STATED PROBLEM: Retype each of the following items precisely as it appears, changing nothing.

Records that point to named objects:
+-------+

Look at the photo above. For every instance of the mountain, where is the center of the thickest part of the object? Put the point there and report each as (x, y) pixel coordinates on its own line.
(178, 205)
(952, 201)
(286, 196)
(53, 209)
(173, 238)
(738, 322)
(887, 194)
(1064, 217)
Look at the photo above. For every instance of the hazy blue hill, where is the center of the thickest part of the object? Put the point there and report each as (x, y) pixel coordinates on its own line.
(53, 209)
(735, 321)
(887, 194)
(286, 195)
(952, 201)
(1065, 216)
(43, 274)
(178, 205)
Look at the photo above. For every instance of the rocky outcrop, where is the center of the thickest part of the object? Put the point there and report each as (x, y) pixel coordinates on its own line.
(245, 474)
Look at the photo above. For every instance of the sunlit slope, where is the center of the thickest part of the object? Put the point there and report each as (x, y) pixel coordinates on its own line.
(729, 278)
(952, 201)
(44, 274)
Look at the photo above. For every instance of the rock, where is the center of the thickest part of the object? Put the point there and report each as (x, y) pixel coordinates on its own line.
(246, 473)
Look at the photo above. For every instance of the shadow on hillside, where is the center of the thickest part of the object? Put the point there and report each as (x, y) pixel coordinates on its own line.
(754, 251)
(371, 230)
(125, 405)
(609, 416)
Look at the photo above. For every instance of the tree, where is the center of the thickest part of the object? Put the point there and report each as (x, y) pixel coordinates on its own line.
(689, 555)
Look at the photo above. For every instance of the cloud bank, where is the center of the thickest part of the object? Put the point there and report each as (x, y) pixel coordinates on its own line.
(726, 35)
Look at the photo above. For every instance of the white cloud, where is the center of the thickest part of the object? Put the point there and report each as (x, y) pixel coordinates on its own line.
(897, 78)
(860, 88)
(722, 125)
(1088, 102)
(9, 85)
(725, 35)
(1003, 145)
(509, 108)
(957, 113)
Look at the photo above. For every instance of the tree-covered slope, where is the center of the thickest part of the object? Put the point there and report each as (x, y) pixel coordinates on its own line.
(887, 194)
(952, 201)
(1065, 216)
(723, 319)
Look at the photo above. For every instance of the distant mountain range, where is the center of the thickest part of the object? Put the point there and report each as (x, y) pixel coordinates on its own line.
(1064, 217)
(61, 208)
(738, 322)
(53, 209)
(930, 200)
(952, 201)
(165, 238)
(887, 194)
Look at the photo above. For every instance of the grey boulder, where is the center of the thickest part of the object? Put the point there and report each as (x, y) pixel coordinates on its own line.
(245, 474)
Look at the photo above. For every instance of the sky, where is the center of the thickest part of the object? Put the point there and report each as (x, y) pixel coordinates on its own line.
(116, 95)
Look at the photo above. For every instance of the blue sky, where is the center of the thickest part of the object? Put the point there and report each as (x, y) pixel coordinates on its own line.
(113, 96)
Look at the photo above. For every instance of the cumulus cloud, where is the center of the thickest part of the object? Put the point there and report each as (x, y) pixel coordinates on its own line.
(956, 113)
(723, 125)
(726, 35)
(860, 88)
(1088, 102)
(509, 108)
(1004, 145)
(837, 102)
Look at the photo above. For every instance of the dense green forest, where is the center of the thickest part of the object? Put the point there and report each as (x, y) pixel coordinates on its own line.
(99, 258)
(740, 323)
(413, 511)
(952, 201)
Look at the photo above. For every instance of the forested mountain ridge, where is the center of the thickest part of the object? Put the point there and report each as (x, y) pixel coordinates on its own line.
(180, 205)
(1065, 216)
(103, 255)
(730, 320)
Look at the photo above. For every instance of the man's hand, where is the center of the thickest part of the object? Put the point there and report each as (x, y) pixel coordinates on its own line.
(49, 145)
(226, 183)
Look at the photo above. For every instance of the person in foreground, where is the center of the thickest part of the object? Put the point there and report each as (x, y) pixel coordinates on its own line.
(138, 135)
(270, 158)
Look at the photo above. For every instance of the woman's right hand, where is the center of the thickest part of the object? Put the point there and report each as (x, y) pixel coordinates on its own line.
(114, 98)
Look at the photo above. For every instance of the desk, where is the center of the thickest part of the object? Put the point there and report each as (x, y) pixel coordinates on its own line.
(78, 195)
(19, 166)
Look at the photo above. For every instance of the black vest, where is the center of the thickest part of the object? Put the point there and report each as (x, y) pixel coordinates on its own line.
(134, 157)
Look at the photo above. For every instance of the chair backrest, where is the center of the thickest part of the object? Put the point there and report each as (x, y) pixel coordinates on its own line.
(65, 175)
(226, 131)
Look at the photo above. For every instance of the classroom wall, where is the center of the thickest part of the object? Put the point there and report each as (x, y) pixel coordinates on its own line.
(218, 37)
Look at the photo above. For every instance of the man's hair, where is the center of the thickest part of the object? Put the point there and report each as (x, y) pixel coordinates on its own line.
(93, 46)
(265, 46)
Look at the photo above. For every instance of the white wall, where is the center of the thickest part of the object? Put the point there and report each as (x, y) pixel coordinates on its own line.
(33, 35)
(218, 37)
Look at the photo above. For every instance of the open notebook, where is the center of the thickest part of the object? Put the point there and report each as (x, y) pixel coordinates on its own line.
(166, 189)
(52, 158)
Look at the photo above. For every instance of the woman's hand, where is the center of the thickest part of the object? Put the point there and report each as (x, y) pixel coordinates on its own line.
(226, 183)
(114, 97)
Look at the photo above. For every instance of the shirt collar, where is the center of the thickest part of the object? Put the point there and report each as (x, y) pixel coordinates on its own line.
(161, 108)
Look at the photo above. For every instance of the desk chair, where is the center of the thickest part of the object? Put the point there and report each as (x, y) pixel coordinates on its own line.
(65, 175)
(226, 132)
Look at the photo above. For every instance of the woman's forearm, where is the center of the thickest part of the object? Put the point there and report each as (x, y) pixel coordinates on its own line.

+-------+

RESULT OF THE EXERCISE:
Look at the photo above. For every instance of the mountain, where is the center of the thickest part of the object? Put the point there and report each as (x, y) pixel coordinates on its own line.
(178, 205)
(952, 201)
(286, 196)
(53, 209)
(173, 238)
(738, 322)
(887, 194)
(1064, 217)
Look at the photo above. For every instance of the hazy blue hill, where is the center of the thickest part of the object? Put the point there and report each as (x, y) pixel coordinates on its own line.
(53, 209)
(735, 321)
(887, 194)
(286, 195)
(952, 201)
(1065, 216)
(43, 274)
(178, 205)
Look at the photo above. For every instance of the rocky outcrop, where is the center of the thickest part of the object? Put the point there and report each as (x, y) pixel coordinates on its own line.
(245, 474)
Look at the photo above. For every instance of the sunlit slope, where is the center of the thickest part of the object? Put the point there and report each as (x, y) pixel coordinates on its own line.
(729, 278)
(952, 201)
(44, 274)
Look at the photo above. For every instance of the rock, where is the center of the thickest part of the object? Put the point there and report each as (x, y) pixel coordinates on its own line.
(246, 473)
Look at the photo above. For every instance of the shadow on hillside, where is the center of the thickest part of the object? Put the point there and report each as (x, y) pixel coordinates on its own line.
(754, 251)
(371, 230)
(125, 405)
(609, 416)
Look at the photo above. For every instance of the tree, where is the center of the thickest part of the object? Put the point there and report each as (x, y) pixel coordinates on its own line.
(689, 555)
Look at the photo above. For every instance of the cloud bank, where is the center of the thickest part of the object? Put the point there and report each as (x, y) pixel coordinates on its own line.
(726, 35)
Look at the photo above. For every instance of the white cloud, where is the center of the thickest part of the object? Put the point there and report each as (x, y) pixel coordinates on its own line.
(897, 78)
(860, 88)
(722, 125)
(1088, 102)
(9, 85)
(725, 35)
(1003, 145)
(509, 108)
(957, 113)
Look at the photo above. For every instance of the tree-covered slope, where is the center of the thickest part of the object? Put the point there and report each as (x, y) pixel coordinates on its own line.
(887, 194)
(952, 201)
(1065, 216)
(723, 319)
Look at the photo above. For every instance of the distant mountain range, where is the center of the thickest part of the object? Put the point there and report each as (x, y) pixel coordinates on its own line.
(1064, 217)
(61, 208)
(738, 322)
(53, 209)
(930, 200)
(952, 201)
(165, 238)
(887, 194)
Look at the photo above. For every instance of the grey boulder, where is the center of the thickest part of the object? Put the point there and report each as (x, y) pixel coordinates on its own line.
(245, 474)
Look at the photo above. For every instance of the sky, where is the center of the thickest part of the object? Put the point there and report each as (x, y) pixel coordinates on its own line.
(116, 95)
Look at the photo above. For every instance of the blue sky, where is the center of the thickest part of the object? Put the point there and report each as (x, y) pixel coordinates on its own line.
(113, 96)
Look at the photo above. For every instance of the cumulus cloud, where is the center of the thickest part of the object? Put the point there and report each as (x, y) pixel coordinates on its own line.
(956, 113)
(723, 125)
(726, 35)
(860, 88)
(1088, 102)
(509, 108)
(1004, 145)
(837, 102)
Look at the photo above. For every instance of the dense green forest, where is the center of the thickest part of the object? Put the point there and report each as (x, y) pixel coordinates on its own line.
(99, 258)
(740, 323)
(413, 511)
(952, 201)
Look at the photo above. For every instance of the forested mountain ridge, where is the center of the thickest part of the object? Put the point there and report each as (x, y) pixel coordinates on its own line.
(180, 205)
(1065, 216)
(103, 255)
(730, 320)
Look at the photo above. For every instance of the man's hand, where is the center of the thickest part of the object? Put the point there and report each as (x, y) pixel coordinates on its own line.
(49, 145)
(226, 183)
Look at the photo above. For every instance of the person in foreground, where is the center of the thickest part of the object? Put the point there and report each as (x, y) pixel coordinates on its own line.
(138, 135)
(270, 158)
Look at the photo above. For every instance of the woman's right hand, where is the center of the thickest part of the object? Put the point there and report each as (x, y) pixel coordinates on its own line.
(114, 98)
Look at the photo above. For every instance of the desk, where is the center of the thickest part of the object? Put the point there and report each as (x, y) pixel coordinates on its own line.
(78, 195)
(19, 166)
Look at the photo above. For every instance of the black vest, where is the center of the thickest part of the object? Put the point there and report each as (x, y) pixel coordinates on its own line.
(134, 157)
Look at the photo above. For every instance of the chair backrest, where is the center of the thickest part of the object? Put the point there and report each as (x, y) pixel coordinates on its own line.
(65, 175)
(226, 131)
Look at the photo above. For every instance of the classroom wall, where is the center of the thickest part of the object? Put the point there and report each as (x, y) pixel coordinates on its own line.
(218, 37)
Look at the photo above. For every instance of the man's hair, where is the center of the thickest part of the object? Put the point there and report each as (x, y) pixel coordinates on its own line.
(93, 46)
(265, 46)
Look at the photo above. For every instance of the white wall, where is the center of the thickest part of the object? Put the point there and report each as (x, y) pixel coordinates on its own line.
(33, 35)
(218, 37)
Look at the photo above. For every instance of the open notebook, where is the center of the thickest part of the object? Put the point there and report each as (x, y) pixel coordinates on its own line.
(166, 189)
(52, 158)
Look at the photo above. For every instance of the woman's hand, where is the center of the thickest part of the object? Put the point there and report each as (x, y) pixel coordinates on its own line.
(226, 183)
(114, 97)
Look at the photo above. For every instance of the shirt collar, where is the center of the thickest part of the object? Put the point there and report each as (x, y) pixel coordinates on its own line.
(161, 108)
Look at the photo above. For every instance of the desk chair, where is the center of the thickest part of the object? Put the point there and report each as (x, y) pixel coordinates on its own line.
(65, 175)
(226, 132)
Look at the photo above. For every instance of the woman's forearm, where is the center of the thickest part of the object? Put the point there and report each as (x, y) pixel coordinates on its own line.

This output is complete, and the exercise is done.